__ACTIVITY__. Read through the entries below and return each line with the word "teeth".
Content starts
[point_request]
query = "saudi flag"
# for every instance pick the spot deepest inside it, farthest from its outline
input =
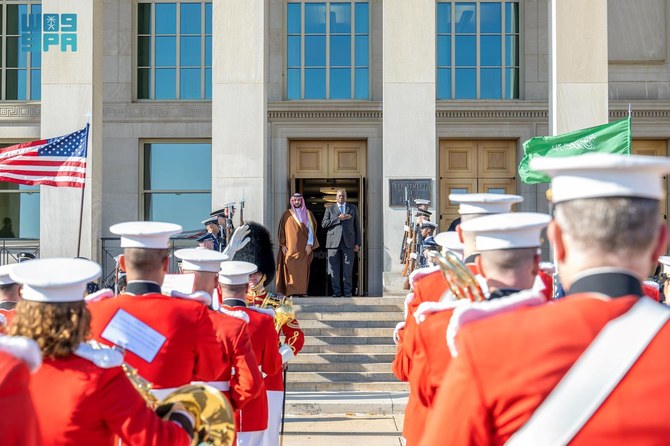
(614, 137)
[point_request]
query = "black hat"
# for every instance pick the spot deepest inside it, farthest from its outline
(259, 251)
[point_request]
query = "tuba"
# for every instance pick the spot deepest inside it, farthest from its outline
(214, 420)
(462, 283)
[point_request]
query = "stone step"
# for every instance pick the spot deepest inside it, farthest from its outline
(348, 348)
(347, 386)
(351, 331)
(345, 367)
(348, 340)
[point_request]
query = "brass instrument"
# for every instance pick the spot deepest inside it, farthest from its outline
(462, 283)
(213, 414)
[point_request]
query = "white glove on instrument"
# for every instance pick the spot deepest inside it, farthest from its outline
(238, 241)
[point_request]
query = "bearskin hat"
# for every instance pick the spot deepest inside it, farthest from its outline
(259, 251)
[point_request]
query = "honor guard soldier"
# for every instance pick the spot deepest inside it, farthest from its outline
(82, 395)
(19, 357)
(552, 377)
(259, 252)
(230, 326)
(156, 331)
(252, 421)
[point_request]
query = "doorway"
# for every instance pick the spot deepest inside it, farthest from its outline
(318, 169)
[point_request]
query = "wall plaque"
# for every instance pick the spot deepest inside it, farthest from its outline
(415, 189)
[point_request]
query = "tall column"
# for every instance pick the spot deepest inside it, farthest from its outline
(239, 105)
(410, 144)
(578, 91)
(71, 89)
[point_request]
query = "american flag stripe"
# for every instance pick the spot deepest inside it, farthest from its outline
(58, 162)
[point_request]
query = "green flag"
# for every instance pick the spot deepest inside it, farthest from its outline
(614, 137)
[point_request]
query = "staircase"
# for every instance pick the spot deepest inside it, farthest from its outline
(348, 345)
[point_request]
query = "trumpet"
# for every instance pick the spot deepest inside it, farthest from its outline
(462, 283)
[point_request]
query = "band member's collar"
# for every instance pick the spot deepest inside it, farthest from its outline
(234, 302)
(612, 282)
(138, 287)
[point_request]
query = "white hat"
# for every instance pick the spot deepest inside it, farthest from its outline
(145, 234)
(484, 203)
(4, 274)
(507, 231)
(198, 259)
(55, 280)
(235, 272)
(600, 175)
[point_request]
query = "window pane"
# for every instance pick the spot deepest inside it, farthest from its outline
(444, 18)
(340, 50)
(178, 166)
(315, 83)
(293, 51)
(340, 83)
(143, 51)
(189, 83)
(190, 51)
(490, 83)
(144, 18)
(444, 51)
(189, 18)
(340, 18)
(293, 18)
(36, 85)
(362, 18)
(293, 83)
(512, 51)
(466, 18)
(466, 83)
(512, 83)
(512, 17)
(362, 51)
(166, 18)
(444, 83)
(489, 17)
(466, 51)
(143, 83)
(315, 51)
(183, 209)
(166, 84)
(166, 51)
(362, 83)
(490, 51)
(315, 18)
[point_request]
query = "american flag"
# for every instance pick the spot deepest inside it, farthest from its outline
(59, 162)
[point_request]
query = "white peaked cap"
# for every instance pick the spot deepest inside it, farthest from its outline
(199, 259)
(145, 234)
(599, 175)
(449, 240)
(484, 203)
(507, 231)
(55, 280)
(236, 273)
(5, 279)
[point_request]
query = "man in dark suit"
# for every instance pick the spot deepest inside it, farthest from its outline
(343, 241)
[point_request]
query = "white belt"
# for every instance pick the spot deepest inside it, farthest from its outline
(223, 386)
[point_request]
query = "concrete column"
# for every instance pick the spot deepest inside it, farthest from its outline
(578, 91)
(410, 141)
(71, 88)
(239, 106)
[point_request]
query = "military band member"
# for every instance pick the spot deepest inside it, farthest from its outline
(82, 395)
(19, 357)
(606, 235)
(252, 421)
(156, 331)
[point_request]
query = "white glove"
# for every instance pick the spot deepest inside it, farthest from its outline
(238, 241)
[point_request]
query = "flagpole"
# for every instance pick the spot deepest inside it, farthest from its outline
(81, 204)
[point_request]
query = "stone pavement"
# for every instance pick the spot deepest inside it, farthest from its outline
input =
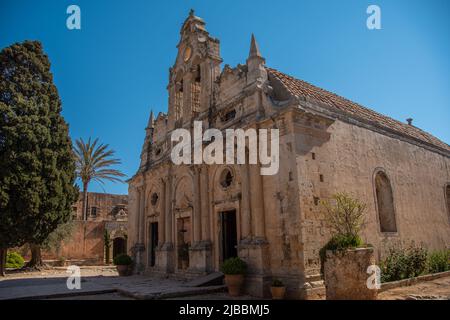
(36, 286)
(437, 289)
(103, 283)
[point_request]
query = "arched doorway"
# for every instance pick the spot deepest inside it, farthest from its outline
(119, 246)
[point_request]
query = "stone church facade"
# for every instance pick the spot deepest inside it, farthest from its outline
Content ends
Content starts
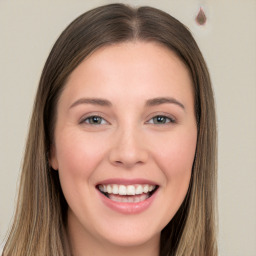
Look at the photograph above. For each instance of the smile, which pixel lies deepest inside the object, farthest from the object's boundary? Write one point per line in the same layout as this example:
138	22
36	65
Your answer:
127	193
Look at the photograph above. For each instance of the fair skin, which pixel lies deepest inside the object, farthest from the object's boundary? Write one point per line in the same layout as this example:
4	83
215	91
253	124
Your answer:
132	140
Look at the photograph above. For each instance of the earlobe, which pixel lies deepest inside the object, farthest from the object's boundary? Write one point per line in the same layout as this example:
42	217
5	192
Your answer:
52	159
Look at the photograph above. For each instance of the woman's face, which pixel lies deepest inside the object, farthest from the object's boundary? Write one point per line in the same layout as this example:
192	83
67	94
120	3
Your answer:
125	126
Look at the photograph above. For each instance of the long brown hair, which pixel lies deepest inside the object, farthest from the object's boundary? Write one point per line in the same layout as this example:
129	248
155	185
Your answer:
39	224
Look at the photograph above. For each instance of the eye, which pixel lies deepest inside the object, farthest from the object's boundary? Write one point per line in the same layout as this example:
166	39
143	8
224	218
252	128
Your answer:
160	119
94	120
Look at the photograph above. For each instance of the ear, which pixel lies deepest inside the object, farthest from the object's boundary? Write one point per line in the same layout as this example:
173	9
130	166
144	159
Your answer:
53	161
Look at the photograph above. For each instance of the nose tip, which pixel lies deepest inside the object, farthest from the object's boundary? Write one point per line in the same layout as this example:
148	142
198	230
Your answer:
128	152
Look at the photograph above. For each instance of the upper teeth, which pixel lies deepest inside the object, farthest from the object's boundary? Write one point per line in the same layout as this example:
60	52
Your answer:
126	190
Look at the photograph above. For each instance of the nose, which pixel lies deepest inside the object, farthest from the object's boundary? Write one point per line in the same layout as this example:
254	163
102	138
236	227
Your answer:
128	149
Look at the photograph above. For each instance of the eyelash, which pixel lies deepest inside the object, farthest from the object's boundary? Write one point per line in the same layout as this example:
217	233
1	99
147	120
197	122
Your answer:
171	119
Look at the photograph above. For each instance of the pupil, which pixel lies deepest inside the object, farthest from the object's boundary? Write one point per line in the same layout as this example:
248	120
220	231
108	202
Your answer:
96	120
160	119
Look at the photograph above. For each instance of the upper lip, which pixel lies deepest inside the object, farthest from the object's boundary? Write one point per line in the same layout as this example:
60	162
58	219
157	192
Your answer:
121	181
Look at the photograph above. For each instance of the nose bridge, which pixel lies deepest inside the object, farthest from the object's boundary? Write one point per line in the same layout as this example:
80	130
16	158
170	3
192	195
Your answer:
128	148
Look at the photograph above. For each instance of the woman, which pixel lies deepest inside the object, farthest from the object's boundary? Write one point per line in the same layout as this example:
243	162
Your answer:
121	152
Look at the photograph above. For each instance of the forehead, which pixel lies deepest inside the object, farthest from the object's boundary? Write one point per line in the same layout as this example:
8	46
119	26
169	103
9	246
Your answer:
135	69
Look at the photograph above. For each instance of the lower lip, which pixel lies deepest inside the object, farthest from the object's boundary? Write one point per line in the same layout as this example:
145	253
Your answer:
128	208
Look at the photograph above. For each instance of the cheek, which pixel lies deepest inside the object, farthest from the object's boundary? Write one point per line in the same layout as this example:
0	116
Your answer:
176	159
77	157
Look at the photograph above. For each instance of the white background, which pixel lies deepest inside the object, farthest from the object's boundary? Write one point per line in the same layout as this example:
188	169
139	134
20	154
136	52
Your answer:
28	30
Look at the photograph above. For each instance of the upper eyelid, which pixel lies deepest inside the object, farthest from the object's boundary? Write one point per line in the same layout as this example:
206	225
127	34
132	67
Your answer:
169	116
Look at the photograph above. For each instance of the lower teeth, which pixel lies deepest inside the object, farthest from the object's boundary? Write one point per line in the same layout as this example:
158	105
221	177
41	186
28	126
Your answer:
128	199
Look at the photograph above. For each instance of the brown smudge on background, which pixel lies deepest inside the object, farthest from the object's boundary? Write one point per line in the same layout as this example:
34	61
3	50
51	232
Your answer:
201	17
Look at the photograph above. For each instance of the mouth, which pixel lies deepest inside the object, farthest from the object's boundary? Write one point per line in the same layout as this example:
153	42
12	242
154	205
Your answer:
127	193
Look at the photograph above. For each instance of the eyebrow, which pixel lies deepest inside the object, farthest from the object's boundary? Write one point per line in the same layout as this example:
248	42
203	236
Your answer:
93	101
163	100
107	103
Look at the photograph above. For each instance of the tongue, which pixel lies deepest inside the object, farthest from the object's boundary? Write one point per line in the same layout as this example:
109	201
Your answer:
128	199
Content ends
__RESULT FOR THIS EXERCISE__.
Look at the photograph above. For each instance of the upper teeth, which pixel lies deepest inside the object, farthest from the object's boundary? Write one point per line in the same layout as this example:
Look at the photograph above. For each instance of the lower teeth, which pixel lies deepest inside the object, farthest from the object's boundary? Write one point per line in the same layout as this example:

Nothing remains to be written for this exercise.